● **EXERCISE MATERIALS**
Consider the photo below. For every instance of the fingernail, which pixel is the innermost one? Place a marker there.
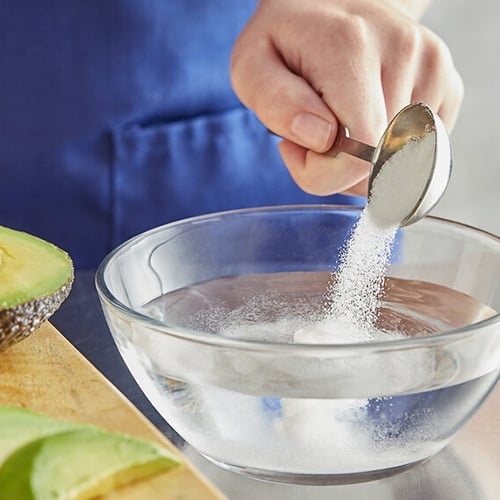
(312, 131)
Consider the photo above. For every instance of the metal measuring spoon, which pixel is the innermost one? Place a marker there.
(412, 123)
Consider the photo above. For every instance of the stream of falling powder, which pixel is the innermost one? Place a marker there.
(354, 294)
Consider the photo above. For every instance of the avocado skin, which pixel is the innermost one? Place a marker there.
(19, 320)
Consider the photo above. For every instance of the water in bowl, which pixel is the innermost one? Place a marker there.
(271, 425)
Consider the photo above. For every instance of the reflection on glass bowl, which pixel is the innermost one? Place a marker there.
(204, 313)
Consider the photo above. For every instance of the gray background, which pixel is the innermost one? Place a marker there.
(472, 31)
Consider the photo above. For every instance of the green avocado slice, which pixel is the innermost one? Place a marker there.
(81, 463)
(35, 278)
(19, 426)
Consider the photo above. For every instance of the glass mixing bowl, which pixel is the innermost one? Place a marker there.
(204, 313)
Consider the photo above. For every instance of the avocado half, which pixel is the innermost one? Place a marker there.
(35, 279)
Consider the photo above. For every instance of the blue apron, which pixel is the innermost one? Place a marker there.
(118, 116)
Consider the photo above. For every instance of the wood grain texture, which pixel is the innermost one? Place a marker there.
(46, 374)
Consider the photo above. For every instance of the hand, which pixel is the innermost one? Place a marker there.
(304, 67)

● **TASK PROMPT**
The output should be exactly the lines from the one containing "Consider the photo above. For every instance of the hand, which" to the final line of the listing above, inclusive.

● **REPLY TO THE TASK**
Consider the photo above. For every instance of the hand, which pixel is the innermost one? Place a marker there.
(304, 67)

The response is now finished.